Did you know that Michigan is the "Asparagus Capital of the World"? I'm sure it is grown elsewhere, too, but if you have not grown your own or cannot find some locally grown at your Farmer's Market, look for some to buy in your local grocery store that was Michigan-grown.
This photo shows the first harvest of the year from the small asparagus patch in our backyard. I cooked these spears for just a few minutes in a scant 1/2 inch of lightly boiling water in a wide frying pan (so I did not have to cut any of the stalks) with the lid on. Do not overcook! They were still bright green, tender all the way through, and incredibly delicious in their simplicity. No sauces, no seasonings, no butter or olive oil, no soup ingredients needed! When I get an abundance of asparagus, yes, I will make soup, but until then my husband and I will savor these springtime treasures, plain and simple. (In the meantime, I'm saving all the water from cooking the asparagus to add to our soups.)

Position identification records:

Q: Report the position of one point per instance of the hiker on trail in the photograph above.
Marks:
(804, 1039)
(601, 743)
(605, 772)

* * *

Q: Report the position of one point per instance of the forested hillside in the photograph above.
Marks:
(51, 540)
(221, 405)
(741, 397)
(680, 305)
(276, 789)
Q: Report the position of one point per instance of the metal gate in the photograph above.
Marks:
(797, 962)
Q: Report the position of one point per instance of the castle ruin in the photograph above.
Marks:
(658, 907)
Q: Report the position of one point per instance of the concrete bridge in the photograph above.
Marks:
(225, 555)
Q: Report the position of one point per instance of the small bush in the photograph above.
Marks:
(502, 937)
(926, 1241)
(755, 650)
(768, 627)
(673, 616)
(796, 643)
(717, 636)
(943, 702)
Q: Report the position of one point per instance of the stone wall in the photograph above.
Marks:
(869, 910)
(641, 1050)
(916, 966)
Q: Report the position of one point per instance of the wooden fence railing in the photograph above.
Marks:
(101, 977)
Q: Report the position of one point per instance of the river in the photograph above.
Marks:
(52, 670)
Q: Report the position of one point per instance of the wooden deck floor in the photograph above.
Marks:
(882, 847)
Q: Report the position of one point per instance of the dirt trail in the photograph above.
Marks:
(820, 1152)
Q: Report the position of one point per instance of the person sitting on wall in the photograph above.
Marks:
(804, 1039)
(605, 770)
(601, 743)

==

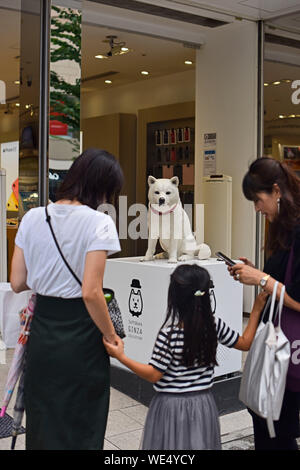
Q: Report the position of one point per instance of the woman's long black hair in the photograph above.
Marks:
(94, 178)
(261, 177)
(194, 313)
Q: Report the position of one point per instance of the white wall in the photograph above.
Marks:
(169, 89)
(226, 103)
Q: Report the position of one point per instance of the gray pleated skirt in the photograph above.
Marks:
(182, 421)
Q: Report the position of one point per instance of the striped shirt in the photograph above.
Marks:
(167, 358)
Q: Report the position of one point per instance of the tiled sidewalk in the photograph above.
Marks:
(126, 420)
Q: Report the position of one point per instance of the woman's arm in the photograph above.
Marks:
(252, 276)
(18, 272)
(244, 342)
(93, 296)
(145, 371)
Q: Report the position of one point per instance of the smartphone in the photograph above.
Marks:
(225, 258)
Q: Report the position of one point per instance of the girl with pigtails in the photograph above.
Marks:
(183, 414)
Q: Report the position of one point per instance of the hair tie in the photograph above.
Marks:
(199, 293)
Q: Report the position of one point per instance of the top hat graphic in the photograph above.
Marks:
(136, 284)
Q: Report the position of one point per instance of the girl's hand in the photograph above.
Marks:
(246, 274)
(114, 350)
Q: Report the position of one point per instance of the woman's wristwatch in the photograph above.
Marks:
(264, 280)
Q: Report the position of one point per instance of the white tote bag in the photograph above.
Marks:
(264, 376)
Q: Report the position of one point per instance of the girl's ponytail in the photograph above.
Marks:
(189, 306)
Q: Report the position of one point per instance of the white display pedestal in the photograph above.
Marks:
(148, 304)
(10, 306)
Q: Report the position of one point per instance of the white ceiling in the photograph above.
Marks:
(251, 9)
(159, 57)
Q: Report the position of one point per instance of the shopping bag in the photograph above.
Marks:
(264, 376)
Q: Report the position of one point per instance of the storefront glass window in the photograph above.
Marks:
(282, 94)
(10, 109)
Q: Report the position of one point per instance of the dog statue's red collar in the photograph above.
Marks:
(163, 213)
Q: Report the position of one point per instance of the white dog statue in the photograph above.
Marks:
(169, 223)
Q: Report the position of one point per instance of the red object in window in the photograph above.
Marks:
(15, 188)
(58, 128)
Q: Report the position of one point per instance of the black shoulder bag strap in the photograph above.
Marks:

PROBLEM 1:
In the asparagus text, how much water were the spears cooked in?
PROBLEM 2:
Decide whether each statement agrees with the asparagus text, answering yes or no and quoting the words that settle it: (a) The stalks had to be cut to fit the pan. (b) The cooking water is being kept for soups. (c) The spears were served with butter.

ANSWER 1:
A scant 1/2 inch of lightly boiling water.

ANSWER 2:
(a) No: "so I did not have to cut any of the stalks"
(b) Yes: "I'm saving all the water from cooking the asparagus to add to our soups"
(c) No: "no butter or olive oil"